### Extrait du document
.....
2On affiche, il est vrai, dans certains milieux où se pratique le chant grégorien, une certaine indifférence, voire une méfiance à l’égard de toute démarche « archéologisante ». On juge cette approche au moins inutile, estimant que « la volonté de refaire avec une exactitude millimétrée ce qui se faisait il y a 1000 ans n'est pas forcément idéale » : qu’importe si on ne chante pas comme au Moyen Âge puisque l’essentiel est de prier, nous dit-on ! Bien sûr, on dit « prier » comme on imagine qu’il soit possible de prier, prier comme on se pense soi-même priant. D’un point de vue esthétique, on croit ainsi devoir éviter la « tentation » archéologique et on préfère laisser aller le répertoire grégorien au gré de l’histoire, le laisser épouser les possibilités et les goûts du temps. C’est d’ailleurs plus ou moins ce qui s’est fait au cours des siècles, et ce en dépit d’intentions maintes fois affichées de se tenir au plus près du chant de Grégoire. La restauration initiée par les moines de Solesmes à la fin du xixe siècle s’inscrit, au moins dans l’intention, dans cette vaste mouvance du retour à l’authentique. Pourtant le résultat de ce gigantesque chantier confère à cette restauration un statut un peu particulier : tout en prétendant revenir au chant de saint Grégoire (cela reste – redevient ? – un idéal), s’est forgé presque de toute pièce un nouveau style de chant d’où, par exemple, ont été exclus délibérément tous les ornements consignés dans les premiers manuscrits et où le style vocal affiche une autonomie totale par rapport à toutes les traditions de chant chrétien. Il est un fait que le style de chant dit « solesmien » ne ressemble à aucune des traditions orales du bassin méditerranéen, ce qui rend bien difficile, pour qui veut suivre à la lettre les premières sources manuscrites, d’y établir un lien rigoureux entre l’écrit et l’oral. À ce titre, on peut supposer que ce nouveau style d’exécution n’a sans doute pas grand-chose à voir avec les usages cantoraux du Moyen Âge.
3Donc, restauration, peut-être, mais en même temps reprise complète d’un style, de toute une manière de chanter et d’un rapport aux manuscrits anciens. Mais, gommer dans l’exécution les ornements vocaux que l’on s’attache par ailleurs à restituer scrupuleusement dans l’écriture ne risquait-il pas de devenir un jour une contradiction embarrassante ? La restauration du chant grégorien, loin d’être une évidence, engage au contraire des choix, des postulats, des visées et répond à des attentes.
.....
### Liste des tâches
1. Selon l'extrait sur le chant grégorien, à quel moment les moines de Solesmes ont-ils entrepris la restauration de ce chant ?
2. Recopiez fidèlement le passage de l'extrait sur le chant grégorien allant de « 3Donc, restauration, peut-être, mais » à « à des attentes. ».
Les données proviennent d'une source distincte.

Données issues d'une collection:
.....
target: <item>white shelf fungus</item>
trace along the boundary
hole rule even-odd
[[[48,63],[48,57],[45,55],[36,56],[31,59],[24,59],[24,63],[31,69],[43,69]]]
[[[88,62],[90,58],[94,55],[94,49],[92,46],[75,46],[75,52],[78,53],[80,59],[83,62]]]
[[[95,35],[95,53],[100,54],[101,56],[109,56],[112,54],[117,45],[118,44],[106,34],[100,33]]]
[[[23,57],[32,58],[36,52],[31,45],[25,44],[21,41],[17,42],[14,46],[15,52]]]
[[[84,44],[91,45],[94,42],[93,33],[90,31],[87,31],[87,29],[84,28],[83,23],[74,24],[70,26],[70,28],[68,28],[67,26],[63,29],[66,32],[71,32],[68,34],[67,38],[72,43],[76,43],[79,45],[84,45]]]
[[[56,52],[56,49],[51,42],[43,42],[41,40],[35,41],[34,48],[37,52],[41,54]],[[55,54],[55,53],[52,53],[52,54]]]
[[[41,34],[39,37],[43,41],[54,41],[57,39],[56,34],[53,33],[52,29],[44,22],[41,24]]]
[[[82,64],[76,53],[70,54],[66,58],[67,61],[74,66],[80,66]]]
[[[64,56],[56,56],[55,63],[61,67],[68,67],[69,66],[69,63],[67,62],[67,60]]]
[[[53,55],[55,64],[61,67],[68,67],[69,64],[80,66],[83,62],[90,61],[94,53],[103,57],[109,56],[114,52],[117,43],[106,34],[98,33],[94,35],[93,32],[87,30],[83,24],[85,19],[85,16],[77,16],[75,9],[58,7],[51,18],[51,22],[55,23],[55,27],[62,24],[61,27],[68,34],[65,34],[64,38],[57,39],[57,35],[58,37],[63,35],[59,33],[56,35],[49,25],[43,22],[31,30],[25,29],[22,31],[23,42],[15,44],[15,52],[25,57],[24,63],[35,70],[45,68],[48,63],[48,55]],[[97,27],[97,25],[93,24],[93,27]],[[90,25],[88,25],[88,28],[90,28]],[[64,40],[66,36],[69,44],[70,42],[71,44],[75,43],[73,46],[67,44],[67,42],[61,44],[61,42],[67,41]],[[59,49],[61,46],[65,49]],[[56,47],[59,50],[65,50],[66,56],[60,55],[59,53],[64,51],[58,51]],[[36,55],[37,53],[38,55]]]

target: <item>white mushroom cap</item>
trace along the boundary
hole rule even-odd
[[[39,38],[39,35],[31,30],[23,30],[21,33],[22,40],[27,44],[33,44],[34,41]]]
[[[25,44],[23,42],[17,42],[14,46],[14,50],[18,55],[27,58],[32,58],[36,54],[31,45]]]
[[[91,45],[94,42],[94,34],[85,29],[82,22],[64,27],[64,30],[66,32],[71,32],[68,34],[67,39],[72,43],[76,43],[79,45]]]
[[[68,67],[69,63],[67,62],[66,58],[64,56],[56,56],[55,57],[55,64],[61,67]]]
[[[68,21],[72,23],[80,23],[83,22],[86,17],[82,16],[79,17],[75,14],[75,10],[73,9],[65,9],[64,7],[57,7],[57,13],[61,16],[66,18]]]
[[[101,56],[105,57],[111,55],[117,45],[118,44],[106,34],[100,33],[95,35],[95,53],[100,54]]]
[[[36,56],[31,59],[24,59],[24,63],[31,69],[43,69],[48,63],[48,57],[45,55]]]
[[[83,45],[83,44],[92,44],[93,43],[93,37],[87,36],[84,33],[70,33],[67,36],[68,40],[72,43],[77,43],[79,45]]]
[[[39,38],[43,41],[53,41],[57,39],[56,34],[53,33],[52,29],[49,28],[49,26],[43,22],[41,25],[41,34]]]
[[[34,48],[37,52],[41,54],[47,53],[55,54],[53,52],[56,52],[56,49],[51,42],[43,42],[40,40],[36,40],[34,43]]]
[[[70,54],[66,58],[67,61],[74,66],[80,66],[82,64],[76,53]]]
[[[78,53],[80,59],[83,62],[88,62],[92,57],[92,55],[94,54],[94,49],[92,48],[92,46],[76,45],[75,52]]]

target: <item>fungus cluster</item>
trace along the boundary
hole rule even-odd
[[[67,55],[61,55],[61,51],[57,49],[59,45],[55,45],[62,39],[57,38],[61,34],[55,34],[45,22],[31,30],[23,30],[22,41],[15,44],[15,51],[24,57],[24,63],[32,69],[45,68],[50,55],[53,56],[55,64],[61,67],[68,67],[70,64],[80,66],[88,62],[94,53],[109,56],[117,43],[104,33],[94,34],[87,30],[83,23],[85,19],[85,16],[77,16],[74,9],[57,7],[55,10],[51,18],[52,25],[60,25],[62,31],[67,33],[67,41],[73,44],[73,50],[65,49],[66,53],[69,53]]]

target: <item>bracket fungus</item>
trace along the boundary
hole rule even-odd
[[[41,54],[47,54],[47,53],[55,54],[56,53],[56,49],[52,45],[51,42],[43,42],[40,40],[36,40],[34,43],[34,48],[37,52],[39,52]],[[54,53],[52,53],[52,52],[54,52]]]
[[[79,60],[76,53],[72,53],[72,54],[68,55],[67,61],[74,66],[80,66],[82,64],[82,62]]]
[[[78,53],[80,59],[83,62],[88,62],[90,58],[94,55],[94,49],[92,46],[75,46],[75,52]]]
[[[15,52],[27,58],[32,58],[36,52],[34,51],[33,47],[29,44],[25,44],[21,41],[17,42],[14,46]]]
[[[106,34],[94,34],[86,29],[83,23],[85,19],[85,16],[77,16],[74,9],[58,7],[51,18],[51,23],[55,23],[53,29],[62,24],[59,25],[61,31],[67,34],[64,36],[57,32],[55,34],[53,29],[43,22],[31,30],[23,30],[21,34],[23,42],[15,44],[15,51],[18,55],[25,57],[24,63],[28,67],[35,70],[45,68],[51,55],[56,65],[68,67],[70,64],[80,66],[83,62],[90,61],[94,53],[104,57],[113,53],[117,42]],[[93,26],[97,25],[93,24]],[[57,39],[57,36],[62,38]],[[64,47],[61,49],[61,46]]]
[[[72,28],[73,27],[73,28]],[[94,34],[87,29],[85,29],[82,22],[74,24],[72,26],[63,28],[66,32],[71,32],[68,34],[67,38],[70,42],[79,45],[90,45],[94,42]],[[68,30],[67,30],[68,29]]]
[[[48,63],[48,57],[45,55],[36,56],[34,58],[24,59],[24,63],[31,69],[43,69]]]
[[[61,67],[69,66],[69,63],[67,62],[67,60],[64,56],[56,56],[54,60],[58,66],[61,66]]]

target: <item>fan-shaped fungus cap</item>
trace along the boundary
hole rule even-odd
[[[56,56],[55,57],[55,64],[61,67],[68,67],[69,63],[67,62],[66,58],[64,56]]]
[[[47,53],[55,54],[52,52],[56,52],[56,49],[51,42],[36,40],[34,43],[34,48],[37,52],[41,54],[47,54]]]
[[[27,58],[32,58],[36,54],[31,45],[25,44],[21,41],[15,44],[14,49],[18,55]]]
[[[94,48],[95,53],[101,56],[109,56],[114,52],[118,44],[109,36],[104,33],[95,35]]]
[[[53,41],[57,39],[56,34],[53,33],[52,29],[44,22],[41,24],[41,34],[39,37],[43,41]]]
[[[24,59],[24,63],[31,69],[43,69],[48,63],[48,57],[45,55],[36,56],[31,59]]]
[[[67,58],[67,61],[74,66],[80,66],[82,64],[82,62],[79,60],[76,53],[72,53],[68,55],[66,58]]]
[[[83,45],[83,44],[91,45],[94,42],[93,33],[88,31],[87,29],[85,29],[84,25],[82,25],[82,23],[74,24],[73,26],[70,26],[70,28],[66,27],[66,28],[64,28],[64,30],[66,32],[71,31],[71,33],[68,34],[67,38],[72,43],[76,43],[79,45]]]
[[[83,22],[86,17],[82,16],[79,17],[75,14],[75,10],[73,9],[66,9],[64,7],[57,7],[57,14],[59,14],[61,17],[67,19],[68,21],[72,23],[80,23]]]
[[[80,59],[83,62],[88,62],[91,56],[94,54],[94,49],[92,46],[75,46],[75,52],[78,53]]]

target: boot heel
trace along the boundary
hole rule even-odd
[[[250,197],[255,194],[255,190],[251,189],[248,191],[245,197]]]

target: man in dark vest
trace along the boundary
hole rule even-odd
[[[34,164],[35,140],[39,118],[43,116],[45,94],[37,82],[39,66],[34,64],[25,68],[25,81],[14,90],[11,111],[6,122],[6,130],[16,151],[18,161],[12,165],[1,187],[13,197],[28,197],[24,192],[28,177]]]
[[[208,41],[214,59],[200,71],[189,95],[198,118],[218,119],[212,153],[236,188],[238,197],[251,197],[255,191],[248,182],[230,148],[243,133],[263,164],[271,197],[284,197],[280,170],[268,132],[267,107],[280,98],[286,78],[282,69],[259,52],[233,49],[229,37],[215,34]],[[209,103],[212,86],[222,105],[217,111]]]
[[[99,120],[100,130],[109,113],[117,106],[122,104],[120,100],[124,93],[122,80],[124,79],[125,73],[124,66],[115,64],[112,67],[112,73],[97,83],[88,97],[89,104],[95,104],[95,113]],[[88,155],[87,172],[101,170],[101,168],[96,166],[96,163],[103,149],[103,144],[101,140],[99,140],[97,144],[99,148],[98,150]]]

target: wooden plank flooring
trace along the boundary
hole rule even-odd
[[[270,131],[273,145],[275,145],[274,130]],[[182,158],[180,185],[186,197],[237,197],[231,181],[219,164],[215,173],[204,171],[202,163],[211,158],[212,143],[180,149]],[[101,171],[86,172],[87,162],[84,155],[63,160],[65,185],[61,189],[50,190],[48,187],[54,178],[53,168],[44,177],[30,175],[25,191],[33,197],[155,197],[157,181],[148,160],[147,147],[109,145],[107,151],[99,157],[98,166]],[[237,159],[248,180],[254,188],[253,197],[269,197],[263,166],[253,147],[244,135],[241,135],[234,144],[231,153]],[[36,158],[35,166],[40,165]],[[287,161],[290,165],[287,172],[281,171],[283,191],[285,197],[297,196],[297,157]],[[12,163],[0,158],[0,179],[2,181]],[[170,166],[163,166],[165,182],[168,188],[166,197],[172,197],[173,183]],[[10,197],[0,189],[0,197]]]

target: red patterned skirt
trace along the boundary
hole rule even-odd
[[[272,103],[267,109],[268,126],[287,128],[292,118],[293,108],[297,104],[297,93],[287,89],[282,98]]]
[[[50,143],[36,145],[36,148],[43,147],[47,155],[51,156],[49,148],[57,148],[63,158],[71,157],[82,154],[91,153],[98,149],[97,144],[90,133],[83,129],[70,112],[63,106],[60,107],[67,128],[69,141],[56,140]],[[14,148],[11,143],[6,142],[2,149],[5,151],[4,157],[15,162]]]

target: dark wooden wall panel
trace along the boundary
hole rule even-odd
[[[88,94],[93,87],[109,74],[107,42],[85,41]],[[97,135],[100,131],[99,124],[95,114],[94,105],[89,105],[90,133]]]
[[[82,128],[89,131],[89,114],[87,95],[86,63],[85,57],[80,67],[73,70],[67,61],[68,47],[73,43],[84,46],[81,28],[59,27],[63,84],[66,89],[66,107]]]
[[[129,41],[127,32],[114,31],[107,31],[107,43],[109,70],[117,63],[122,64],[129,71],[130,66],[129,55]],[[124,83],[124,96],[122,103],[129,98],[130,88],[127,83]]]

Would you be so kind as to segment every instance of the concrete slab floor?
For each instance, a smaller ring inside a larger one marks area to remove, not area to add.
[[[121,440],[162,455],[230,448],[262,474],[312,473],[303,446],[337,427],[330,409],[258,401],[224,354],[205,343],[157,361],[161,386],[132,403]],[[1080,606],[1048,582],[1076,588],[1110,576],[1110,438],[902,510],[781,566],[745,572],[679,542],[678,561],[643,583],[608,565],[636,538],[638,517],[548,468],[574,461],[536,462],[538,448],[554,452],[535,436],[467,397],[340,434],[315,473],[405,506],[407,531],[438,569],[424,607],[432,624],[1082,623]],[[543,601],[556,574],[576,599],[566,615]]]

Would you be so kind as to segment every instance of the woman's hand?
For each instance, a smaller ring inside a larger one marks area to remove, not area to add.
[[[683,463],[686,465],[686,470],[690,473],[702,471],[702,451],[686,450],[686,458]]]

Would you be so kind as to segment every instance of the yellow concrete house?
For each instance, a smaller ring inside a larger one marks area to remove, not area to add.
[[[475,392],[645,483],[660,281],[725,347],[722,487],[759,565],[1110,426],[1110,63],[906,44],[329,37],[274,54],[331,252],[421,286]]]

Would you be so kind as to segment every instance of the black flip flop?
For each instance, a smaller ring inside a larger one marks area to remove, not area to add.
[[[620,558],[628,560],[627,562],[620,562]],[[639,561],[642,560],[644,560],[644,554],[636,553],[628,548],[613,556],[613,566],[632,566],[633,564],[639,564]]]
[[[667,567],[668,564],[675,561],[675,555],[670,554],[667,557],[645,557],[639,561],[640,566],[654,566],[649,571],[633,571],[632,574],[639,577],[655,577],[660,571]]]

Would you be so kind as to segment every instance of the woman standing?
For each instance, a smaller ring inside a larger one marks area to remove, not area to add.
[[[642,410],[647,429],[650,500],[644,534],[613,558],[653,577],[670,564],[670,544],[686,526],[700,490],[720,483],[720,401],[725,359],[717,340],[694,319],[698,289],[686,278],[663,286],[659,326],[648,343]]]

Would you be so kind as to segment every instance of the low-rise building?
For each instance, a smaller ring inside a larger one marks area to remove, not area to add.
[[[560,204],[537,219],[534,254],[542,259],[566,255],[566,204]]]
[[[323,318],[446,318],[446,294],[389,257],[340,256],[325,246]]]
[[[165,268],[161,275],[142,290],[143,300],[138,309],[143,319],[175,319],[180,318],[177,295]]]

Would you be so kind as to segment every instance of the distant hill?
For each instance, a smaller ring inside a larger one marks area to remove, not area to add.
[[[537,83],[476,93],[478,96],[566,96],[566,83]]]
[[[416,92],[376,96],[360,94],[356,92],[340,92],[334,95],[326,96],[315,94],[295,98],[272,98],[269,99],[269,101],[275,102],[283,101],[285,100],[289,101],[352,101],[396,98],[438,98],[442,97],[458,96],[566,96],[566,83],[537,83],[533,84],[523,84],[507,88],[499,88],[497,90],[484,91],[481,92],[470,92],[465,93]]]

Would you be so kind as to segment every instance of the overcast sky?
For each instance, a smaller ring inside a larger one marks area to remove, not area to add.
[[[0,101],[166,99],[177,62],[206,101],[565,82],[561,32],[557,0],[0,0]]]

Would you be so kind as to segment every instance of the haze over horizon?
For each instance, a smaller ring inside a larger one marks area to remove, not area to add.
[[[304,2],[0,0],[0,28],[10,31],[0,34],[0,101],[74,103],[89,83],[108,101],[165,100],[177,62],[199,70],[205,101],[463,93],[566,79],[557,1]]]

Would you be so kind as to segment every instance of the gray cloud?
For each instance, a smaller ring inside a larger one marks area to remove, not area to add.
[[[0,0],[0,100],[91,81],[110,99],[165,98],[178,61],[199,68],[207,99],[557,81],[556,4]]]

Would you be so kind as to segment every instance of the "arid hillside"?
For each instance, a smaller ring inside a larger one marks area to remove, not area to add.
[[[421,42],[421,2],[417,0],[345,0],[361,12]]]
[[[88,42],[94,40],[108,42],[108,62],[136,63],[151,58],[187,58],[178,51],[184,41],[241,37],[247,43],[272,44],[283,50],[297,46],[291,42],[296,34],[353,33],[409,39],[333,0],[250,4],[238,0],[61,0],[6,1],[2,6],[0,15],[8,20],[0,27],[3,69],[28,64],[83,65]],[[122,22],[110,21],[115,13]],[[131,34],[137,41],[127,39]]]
.....
### Réponses par tâche
1. À la fin du XIXe siècle.

2.
3Donc, restauration, peut-être, mais en même temps reprise complète d’un style, de toute une manière de chanter et d’un rapport aux manuscrits anciens. Mais, gommer dans l’exécution les ornements vocaux que l’on s’attache par ailleurs à restituer scrupuleusement dans l’écriture ne risquait-il pas de devenir un jour une contradiction embarrassante ? La restauration du chant grégorien, loin d’être une évidence, engage au contraire des choix, des postulats, des visées et répond à des attentes.